PROBLEM TO SOLVE
Tally every line of the listing where the string "below" is found, and state the total alone.

SOURCE INFORMATION

..............................

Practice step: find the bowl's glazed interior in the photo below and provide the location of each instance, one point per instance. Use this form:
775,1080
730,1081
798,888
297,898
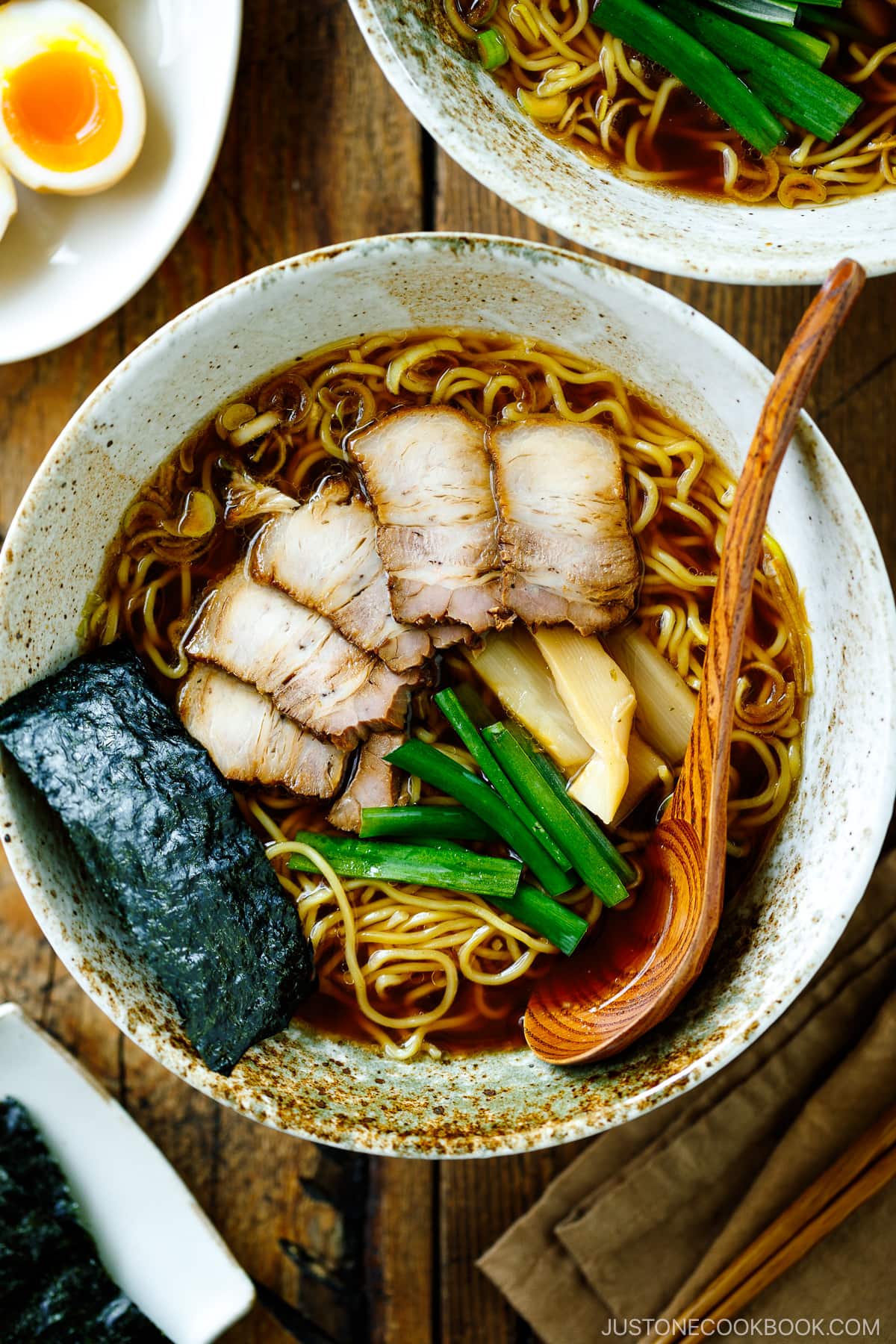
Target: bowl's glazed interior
662,228
780,927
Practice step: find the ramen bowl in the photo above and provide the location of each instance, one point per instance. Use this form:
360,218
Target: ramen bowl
482,128
781,925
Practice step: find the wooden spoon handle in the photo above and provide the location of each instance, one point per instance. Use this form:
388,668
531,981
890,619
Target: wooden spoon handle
702,794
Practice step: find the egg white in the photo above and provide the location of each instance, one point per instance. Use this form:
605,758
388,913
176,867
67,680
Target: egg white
8,203
28,27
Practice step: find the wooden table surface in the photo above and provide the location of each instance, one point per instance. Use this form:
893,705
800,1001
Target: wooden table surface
319,149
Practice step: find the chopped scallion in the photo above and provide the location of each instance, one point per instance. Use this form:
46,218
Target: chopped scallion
426,823
660,38
783,82
467,730
805,45
494,50
555,922
579,836
770,11
467,789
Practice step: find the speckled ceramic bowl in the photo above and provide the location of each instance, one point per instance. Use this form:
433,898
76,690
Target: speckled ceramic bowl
474,121
778,930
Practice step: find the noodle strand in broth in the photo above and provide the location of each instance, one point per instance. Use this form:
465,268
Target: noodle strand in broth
411,968
586,89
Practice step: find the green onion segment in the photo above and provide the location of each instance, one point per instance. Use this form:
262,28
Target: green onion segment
659,37
445,866
470,792
785,82
425,821
593,856
494,52
469,735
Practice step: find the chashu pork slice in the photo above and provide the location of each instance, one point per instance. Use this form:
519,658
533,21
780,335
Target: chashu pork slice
429,479
324,554
563,523
299,658
250,741
375,783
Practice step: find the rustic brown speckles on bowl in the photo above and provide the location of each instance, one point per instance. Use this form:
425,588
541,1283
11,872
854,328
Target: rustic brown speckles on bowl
782,925
482,128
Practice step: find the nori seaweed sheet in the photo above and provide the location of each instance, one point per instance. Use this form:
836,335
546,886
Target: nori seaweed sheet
53,1287
160,833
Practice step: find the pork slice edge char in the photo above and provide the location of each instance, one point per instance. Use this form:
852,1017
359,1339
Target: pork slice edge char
428,476
566,542
299,658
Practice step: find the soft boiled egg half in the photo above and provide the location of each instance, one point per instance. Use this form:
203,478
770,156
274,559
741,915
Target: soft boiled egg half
72,107
7,199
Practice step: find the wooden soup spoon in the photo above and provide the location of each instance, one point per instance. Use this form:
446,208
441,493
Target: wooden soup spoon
647,957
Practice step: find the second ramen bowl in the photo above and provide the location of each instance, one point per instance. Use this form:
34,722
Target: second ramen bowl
482,128
783,922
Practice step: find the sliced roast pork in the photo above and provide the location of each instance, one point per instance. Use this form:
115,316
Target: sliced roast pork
375,783
299,658
429,479
324,554
250,741
563,523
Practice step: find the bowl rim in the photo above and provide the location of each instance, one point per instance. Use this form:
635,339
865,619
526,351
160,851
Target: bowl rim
649,252
391,1142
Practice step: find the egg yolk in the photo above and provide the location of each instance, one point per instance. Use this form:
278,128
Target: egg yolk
62,109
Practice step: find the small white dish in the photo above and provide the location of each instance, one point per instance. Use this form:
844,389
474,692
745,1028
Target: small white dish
152,1236
66,262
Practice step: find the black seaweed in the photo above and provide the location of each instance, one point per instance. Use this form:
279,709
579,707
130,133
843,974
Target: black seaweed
53,1287
160,833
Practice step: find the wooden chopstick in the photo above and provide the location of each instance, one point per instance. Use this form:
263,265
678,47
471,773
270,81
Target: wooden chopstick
864,1169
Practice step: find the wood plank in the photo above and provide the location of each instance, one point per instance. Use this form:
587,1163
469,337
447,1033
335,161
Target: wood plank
479,1201
403,1250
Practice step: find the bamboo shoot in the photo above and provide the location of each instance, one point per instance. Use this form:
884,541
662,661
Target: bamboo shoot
511,665
665,702
601,703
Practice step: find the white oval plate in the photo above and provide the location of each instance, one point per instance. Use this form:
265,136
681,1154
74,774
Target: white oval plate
152,1236
66,262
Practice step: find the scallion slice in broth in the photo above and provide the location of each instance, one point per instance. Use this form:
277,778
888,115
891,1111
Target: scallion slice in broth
467,789
594,858
425,821
558,924
659,37
494,52
472,739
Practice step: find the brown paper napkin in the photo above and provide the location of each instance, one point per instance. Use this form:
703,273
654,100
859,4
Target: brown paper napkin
652,1211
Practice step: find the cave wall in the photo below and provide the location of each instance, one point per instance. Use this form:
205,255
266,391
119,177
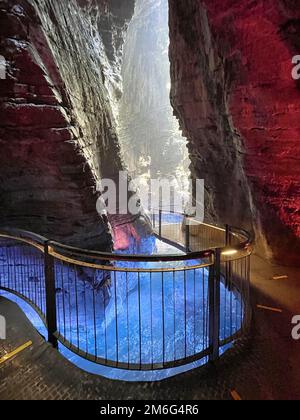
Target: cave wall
232,90
57,114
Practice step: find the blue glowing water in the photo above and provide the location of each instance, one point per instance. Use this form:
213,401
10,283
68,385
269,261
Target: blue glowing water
141,318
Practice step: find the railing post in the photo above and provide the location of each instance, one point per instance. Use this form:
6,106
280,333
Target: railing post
160,222
187,235
214,307
50,297
228,235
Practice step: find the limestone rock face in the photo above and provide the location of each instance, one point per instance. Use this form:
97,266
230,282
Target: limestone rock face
57,123
239,107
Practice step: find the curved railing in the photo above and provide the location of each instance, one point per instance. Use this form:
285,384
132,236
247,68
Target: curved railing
136,312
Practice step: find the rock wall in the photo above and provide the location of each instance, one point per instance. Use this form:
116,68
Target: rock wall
57,122
152,143
231,64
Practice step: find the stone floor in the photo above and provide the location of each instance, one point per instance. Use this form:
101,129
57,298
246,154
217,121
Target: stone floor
265,366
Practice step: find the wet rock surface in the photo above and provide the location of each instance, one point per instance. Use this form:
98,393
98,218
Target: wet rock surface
57,126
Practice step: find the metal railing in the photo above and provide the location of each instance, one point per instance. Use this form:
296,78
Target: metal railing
136,312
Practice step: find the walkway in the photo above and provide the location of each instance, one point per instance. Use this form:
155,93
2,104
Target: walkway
265,367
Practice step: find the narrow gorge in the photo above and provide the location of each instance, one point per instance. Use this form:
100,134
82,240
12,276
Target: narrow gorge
87,95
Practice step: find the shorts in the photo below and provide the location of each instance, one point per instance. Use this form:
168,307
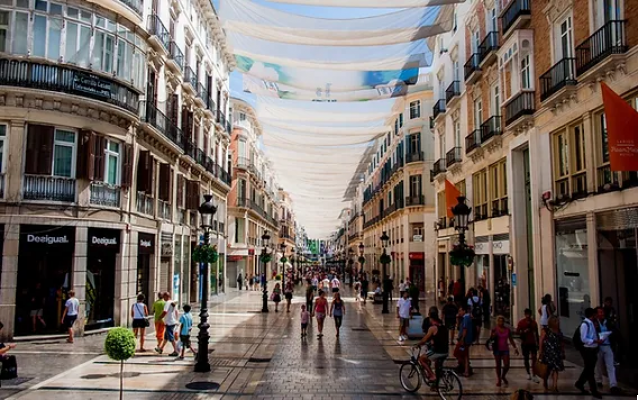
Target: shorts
69,320
528,349
36,313
139,323
169,333
159,330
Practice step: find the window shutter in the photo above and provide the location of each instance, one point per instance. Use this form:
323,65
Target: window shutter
98,157
165,182
127,165
180,191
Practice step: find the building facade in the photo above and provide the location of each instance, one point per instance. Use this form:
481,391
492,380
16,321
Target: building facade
549,214
113,126
397,197
253,199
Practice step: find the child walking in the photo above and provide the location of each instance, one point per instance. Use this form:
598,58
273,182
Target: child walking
186,324
305,319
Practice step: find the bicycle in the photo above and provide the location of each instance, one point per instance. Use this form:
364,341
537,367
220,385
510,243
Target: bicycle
447,383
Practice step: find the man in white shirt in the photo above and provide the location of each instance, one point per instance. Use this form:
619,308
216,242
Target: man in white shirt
591,341
404,306
169,315
71,310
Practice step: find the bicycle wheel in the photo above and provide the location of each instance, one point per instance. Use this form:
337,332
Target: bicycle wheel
449,386
410,377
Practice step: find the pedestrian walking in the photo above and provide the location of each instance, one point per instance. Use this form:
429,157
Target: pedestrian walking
305,319
320,311
589,347
70,314
546,310
158,309
139,312
552,351
450,313
169,315
185,326
605,354
276,296
500,337
527,329
337,310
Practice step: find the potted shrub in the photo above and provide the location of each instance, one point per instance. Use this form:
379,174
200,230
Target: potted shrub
120,346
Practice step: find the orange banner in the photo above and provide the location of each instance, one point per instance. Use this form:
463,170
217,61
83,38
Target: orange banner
451,193
622,131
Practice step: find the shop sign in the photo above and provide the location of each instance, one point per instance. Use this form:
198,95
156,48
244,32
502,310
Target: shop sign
104,239
146,243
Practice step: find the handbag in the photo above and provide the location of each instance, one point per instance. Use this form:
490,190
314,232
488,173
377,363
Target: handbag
541,369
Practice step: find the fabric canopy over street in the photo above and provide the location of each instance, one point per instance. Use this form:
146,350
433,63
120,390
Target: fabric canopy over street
328,88
250,18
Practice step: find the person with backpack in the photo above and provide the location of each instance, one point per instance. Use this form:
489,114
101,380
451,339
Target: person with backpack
474,301
586,341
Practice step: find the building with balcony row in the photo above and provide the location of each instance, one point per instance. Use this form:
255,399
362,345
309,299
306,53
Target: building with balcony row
113,124
525,139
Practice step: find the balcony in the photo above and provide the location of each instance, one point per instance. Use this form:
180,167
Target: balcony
54,78
190,79
145,204
438,167
490,129
438,109
609,40
488,48
103,194
521,105
417,156
473,141
560,76
452,93
473,68
453,157
49,188
154,117
175,57
517,15
165,210
159,35
414,200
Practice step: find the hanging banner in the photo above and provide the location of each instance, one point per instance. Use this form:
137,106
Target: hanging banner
622,131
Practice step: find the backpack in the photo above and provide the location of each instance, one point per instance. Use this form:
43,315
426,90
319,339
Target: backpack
9,367
477,310
578,343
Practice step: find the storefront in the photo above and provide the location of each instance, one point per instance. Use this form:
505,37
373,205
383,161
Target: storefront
44,277
572,272
145,259
103,248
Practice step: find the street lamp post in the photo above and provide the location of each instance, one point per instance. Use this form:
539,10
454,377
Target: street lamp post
264,252
384,242
207,209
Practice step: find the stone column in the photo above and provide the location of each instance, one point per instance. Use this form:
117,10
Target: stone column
9,279
79,274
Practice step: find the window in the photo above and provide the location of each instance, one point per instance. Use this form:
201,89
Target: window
479,186
64,153
570,176
112,162
498,188
415,109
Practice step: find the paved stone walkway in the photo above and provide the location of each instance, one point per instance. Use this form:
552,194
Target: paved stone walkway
261,356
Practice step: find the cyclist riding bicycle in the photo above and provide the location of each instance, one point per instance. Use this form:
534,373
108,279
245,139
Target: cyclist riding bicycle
436,340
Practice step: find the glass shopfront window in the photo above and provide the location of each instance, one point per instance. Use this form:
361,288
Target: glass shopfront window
572,272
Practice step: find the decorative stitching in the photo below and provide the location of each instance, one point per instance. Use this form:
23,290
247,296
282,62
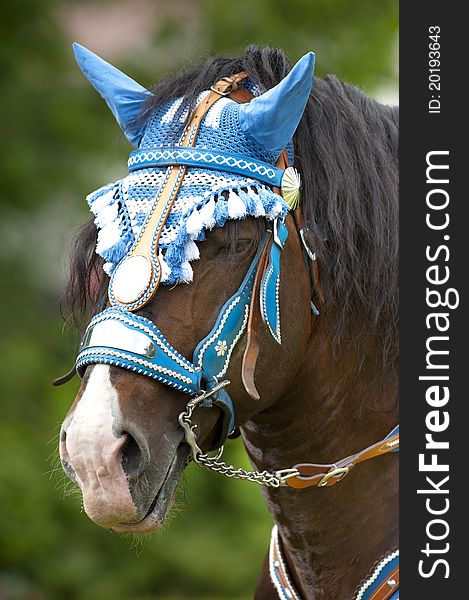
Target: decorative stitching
217,331
145,363
204,158
273,569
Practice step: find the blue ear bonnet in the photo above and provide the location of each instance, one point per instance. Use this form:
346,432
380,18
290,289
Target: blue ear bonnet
207,198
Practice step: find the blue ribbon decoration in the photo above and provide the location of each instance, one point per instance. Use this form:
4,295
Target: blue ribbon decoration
216,160
270,284
123,339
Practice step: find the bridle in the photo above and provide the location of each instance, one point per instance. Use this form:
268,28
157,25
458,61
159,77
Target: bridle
117,336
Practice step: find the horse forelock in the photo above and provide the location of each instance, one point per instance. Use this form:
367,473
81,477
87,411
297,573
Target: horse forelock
346,149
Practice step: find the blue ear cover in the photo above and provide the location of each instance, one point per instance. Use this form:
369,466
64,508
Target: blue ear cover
124,96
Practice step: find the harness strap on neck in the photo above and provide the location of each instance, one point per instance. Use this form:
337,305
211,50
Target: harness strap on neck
251,351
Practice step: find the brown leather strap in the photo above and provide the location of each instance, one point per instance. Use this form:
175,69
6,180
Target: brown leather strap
148,242
388,587
251,351
312,474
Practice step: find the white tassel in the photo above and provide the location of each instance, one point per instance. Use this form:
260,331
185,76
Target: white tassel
106,215
276,210
191,251
165,268
186,272
236,207
194,224
102,201
260,211
108,236
207,214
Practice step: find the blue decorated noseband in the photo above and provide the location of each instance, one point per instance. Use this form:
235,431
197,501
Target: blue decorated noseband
119,337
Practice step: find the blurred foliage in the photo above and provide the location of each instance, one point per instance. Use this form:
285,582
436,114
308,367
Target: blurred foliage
58,143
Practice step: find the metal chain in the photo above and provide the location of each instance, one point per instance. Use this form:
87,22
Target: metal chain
273,479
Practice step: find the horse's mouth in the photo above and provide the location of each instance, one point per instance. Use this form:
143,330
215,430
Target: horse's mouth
163,500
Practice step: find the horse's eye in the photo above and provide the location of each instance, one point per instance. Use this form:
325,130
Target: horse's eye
235,247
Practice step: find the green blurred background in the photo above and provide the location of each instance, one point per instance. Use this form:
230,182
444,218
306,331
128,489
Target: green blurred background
59,142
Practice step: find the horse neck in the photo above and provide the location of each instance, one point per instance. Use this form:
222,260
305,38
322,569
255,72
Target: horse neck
331,536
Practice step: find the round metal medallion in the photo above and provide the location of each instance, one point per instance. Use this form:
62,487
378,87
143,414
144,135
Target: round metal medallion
131,279
291,183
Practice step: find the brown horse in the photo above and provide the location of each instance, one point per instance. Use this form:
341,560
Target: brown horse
329,390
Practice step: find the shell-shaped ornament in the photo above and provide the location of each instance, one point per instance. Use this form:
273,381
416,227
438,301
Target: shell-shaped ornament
291,184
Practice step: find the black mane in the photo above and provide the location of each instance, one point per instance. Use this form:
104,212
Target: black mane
346,148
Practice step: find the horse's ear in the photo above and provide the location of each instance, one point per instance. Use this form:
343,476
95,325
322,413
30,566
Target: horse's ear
124,96
272,118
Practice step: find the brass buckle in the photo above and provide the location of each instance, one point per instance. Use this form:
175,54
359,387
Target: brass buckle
337,471
232,86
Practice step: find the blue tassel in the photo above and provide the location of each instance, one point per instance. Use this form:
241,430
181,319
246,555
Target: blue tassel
116,252
268,199
248,201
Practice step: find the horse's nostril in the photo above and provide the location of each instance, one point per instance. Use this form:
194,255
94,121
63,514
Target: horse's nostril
131,456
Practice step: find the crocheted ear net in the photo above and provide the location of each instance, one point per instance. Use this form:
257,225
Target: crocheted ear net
205,200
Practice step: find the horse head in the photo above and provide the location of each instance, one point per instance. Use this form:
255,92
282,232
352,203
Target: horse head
205,281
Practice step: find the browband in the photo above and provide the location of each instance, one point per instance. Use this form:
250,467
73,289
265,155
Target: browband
216,160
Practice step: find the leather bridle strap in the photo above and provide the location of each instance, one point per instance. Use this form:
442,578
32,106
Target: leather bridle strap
327,475
147,243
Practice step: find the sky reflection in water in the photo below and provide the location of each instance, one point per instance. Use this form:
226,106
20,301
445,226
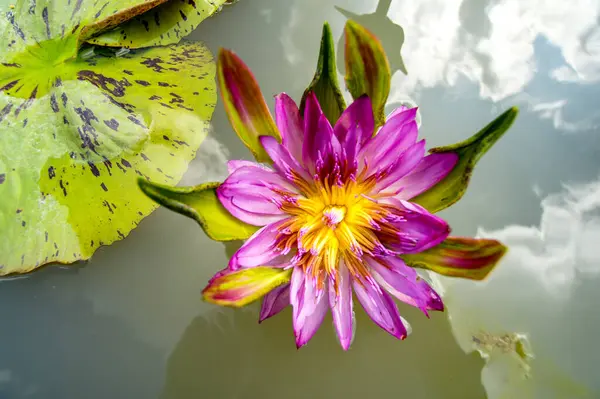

..............................

ANSWER FOR THE TASK
5